[Data excerpts]
+++
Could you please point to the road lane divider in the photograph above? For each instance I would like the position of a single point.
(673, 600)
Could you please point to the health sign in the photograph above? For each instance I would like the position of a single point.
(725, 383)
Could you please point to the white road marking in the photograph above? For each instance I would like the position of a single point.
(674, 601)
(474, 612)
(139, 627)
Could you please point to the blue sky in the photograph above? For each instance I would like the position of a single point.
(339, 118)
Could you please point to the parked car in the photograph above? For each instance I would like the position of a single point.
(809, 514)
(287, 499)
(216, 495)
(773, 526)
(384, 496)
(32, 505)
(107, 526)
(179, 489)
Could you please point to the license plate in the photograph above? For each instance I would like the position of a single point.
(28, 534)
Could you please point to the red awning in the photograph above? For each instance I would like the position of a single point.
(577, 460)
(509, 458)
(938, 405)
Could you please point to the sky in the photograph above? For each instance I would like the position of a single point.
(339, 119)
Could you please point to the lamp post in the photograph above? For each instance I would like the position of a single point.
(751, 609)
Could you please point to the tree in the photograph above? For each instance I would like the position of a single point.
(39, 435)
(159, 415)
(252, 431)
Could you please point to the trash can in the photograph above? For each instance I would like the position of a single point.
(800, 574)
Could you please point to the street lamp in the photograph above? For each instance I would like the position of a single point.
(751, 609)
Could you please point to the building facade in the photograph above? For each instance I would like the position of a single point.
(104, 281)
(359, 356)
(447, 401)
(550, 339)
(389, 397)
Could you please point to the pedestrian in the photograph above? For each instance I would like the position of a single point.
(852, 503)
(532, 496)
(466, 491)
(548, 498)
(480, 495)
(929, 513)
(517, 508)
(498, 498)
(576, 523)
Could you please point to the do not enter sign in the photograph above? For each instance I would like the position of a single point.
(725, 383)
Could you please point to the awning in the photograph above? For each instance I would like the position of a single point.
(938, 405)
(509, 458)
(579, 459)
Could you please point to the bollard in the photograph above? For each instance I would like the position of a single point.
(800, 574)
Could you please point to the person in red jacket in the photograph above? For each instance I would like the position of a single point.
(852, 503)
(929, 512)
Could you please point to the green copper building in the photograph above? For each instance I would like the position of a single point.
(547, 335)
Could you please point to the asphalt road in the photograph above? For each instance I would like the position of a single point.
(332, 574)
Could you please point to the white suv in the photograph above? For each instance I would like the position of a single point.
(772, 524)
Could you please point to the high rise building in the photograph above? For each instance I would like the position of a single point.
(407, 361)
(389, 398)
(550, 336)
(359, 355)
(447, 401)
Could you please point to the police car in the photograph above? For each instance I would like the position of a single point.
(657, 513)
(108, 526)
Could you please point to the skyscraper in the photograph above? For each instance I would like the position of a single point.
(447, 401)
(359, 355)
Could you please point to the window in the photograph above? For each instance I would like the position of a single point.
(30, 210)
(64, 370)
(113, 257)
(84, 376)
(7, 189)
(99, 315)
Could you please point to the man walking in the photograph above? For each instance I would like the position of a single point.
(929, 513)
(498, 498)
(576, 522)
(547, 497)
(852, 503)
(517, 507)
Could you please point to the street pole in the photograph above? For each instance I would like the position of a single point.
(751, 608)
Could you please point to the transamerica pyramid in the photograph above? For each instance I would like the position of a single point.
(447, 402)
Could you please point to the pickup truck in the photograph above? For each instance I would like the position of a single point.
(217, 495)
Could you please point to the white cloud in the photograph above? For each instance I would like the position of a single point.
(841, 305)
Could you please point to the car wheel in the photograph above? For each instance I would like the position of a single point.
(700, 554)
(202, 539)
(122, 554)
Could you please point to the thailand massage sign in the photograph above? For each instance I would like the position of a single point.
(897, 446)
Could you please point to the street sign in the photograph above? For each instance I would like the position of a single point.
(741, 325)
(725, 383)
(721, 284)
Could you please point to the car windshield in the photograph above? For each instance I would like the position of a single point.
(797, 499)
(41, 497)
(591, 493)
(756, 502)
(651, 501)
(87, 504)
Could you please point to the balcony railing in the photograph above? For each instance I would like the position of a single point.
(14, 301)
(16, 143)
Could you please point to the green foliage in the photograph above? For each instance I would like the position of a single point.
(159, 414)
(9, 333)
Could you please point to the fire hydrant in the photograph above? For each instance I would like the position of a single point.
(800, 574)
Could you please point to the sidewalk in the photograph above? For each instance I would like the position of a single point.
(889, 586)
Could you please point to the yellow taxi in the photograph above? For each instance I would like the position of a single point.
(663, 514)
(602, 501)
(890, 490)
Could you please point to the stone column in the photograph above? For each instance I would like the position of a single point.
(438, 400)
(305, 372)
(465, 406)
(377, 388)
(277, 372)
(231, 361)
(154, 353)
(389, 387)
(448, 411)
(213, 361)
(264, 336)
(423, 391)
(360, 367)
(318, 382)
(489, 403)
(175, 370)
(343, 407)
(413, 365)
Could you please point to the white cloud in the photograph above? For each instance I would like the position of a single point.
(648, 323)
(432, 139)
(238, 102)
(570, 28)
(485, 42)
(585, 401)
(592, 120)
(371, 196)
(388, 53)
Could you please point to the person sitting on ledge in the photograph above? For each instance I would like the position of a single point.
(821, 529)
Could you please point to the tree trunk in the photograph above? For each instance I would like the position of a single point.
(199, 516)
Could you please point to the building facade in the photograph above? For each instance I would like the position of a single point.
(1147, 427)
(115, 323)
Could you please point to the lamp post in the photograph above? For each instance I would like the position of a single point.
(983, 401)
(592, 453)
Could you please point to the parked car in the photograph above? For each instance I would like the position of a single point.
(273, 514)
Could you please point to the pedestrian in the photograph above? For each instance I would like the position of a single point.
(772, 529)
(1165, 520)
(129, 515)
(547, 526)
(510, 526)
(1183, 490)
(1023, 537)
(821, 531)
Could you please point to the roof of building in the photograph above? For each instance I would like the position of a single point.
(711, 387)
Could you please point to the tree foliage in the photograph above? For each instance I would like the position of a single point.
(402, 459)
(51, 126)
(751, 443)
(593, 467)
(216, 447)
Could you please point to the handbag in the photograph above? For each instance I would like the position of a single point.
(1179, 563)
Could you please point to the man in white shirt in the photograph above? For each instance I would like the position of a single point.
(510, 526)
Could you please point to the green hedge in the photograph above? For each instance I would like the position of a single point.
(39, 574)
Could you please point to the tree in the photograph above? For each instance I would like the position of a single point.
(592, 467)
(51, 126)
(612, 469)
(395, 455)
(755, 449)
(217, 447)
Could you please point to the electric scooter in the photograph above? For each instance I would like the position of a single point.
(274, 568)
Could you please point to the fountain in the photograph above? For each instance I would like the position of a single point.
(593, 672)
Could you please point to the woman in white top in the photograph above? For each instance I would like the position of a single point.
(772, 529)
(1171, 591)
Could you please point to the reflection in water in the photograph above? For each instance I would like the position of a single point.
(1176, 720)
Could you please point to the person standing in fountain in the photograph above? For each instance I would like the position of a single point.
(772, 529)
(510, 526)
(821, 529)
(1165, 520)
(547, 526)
+++
TASK ITEM
Set down every record above exactly as written.

RESPONSE BOX
Could you please point to the road lane divider in the photograph above? For each instance I would like the position of a single point.
(673, 600)
Could you please point to the health sign in the photograph above? For each instance I would like the position of a single point.
(725, 383)
Could you please point to the white road marking in the photograph above? For each instance I would like the position of a single point.
(674, 601)
(474, 612)
(139, 627)
Could you please point to the blue sky in the photograph above? For each instance I would like the position of a single point.
(339, 118)
Could you please point to the parked car in the photograph above? For each instance I would like the position of a single point.
(809, 514)
(287, 499)
(216, 495)
(773, 526)
(384, 496)
(32, 505)
(107, 526)
(179, 489)
Could you please point to the license plate in the photograph above? For each instance I would like the position of a single point.
(28, 534)
Could you please point to the red awning in the photograph above? For each instance I would like the position of a single point.
(577, 460)
(509, 458)
(938, 405)
Could you please point to the sky in the photograph above? For each instance I would like the position of a single point.
(339, 119)
Could you please point to the lamp post in the photograph above? For each instance I would like the position of a single point.
(751, 609)
Could you please point to the tree in the photograph above? For each instance I would like the position of a single point.
(39, 435)
(159, 415)
(252, 431)
Could you please point to the trash can in the photograph above? For each instance I would like the position of a single point.
(800, 574)
Could you please point to the street lamp in the photograph above? For each instance I would like the position of a single point.
(751, 609)
Could you please point to the building facade in the photograph above? For each instance I would like the position of a single point.
(104, 281)
(359, 356)
(447, 401)
(550, 339)
(389, 397)
Could you please point to the pedestrian in the photograph above? For each instance I would like the position of a single point.
(852, 503)
(532, 496)
(466, 491)
(548, 498)
(480, 495)
(929, 513)
(517, 508)
(498, 498)
(576, 523)
Could you please point to the do not enter sign in the photograph above? For each instance I would like the position of a single point.
(725, 383)
Could you please point to the awning in the photograph above? For each instance I would like the position of a single point.
(938, 405)
(509, 458)
(579, 459)
Could you please point to the bollard in the photograph above? For each instance I would like the position of a single point.
(800, 574)
Could you please point to the person in red jacket in the photograph above? For each instance I would like the position of a single point.
(852, 503)
(929, 512)
Could you please point to the green copper building in the photograph above? For each instance I would like the position of a single point.
(547, 335)
Could you please point to the asphalt road in the photograph above? For each instance I would like the position of a single point.
(332, 574)
Could you please point to the white suv in the photograph above? For each instance I would like the position of a single point.
(772, 524)
Could you please point to the high rise building in the photograph above? For each instance I would like the position of a single point.
(407, 361)
(389, 398)
(550, 336)
(359, 355)
(447, 401)
Could you please point to the police car in the photograph above? For each instance I would like the position of a single point.
(657, 513)
(108, 526)
Could you please point to the skyscraper in the photograph above? For each instance I would like the position of a single point.
(447, 401)
(359, 355)
Could you please point to the window in the photograph above? For each instance I would like the position of a single point.
(30, 210)
(64, 370)
(113, 257)
(84, 376)
(7, 189)
(99, 315)
Could you please point to the man walking in the photograph above? For each instance I would like the position of a single point.
(929, 513)
(498, 498)
(576, 522)
(547, 497)
(852, 503)
(517, 507)
Could you please point to the street pole in the photograph above? For each instance I would like the position of a single point.
(751, 608)
Could you please point to the transamerica pyramid in the photograph above? For each instance I would like the position of a single point.
(447, 402)
Could you please point to the pickup truck in the photograph above? For each instance I would like the position of a single point.
(217, 495)
Could you please point to the white cloud in the photograph above? For each instance I would like the position of a single point.
(841, 305)
Could you please point to the car wheel in the photograph above? For each instance I would like the position of a single point.
(700, 554)
(202, 539)
(122, 554)
Could you please point to the thailand massage sign in the photograph above? For each instance I would like the position of a single point.
(897, 446)
Could you please point to the street sign in the photograph above? For each instance I would like the position of a single point.
(741, 325)
(725, 383)
(721, 284)
Could you please point to the car windshield in the photograph above? For each instance I would like the position of a single point.
(797, 499)
(41, 497)
(591, 493)
(756, 502)
(651, 501)
(87, 504)
Could you please point to the balcony railing in the photograph above? For each instance I would like the position of a single point.
(14, 301)
(16, 143)
Could you please point to the green foliage in the photograph above? For each instance I would like the position of a single point.
(159, 414)
(9, 333)
Could you please point to the fire hydrant in the photograph above? For each instance I would like the position of a single point.
(800, 574)
Could you please point to the sidewalk in the photograph above? For each instance I would like the position of a single point.
(889, 586)
Could you please point to the yellow taxi in the photograph above? For each instance I would like the position of a single point.
(663, 514)
(602, 501)
(890, 490)
Could you please point to the stone column in the photograph above? For each instance I would like the position of a single point.
(438, 400)
(305, 372)
(465, 406)
(377, 388)
(277, 372)
(231, 361)
(154, 353)
(389, 387)
(448, 411)
(213, 361)
(264, 336)
(423, 391)
(360, 367)
(318, 382)
(489, 403)
(175, 370)
(343, 407)
(413, 365)
Could you please point to the white cloud in the photograph above? For each instance I would like the position of a single point.
(648, 323)
(432, 139)
(238, 102)
(570, 28)
(485, 42)
(585, 401)
(592, 120)
(371, 196)
(388, 53)
Could you please point to the person sitting on ledge in the photograph above? For each instance I would like the position of a single point.
(821, 529)
Could you please point to the tree trunk in the photograph above? For each instance I would like the position of a single point.
(199, 516)
Could you please point to the building facade in the photograph above? For each instance I would like the position of a single point.
(1147, 427)
(115, 323)
Could you please point to the lamp post in the photograph above? For each instance I would like the position of a single point.
(983, 401)
(592, 453)
Could you please point to the parked car in the photograph above? For each instance I would like the position of a single point.
(273, 514)
Could you please point to the pedestrian in the photograph above? For each instance I would like the position of a single point.
(772, 529)
(1165, 520)
(129, 515)
(547, 526)
(510, 526)
(1183, 490)
(1023, 537)
(821, 531)
Could you please point to the roof of building in the photograph above? For each instance I would like the position of a single point.
(711, 387)
Could you please point to the tree foliage in the photograph above? For each instance I would like the position of a single point.
(402, 459)
(51, 126)
(751, 443)
(593, 467)
(216, 447)
Could you please point to the handbag in the photograph above? For each instance I would like the position of a single point.
(1179, 563)
Could you please point to the man in white shirt in the photograph above? For each instance I would like the position of a single point.
(510, 526)
Could you please point to the green hedge in the photograph above? For each instance I would like the position of a single point.
(39, 574)
Could you please point to the tree in the photograph above? For each instance I would like the position of a single point.
(592, 467)
(51, 126)
(612, 469)
(395, 455)
(755, 449)
(217, 447)
Could you please point to the electric scooter in the photograph above? For each instance I would like the position of a single point.
(274, 568)
Could you please point to the fountain in the photograph above? For each instance I would like the position of a single point.
(593, 672)
Could you please point to the woman in white top in the photograph above? For each instance I would like the position of a single point.
(772, 529)
(1171, 591)
Could you please point to the reflection in water in the photograph above? For each instance I would like the position of a single point.
(1176, 720)
Could you please point to the person standing in fountain in the photograph above? For each instance I would like the position of a single point.
(772, 529)
(510, 526)
(821, 529)
(1165, 520)
(547, 526)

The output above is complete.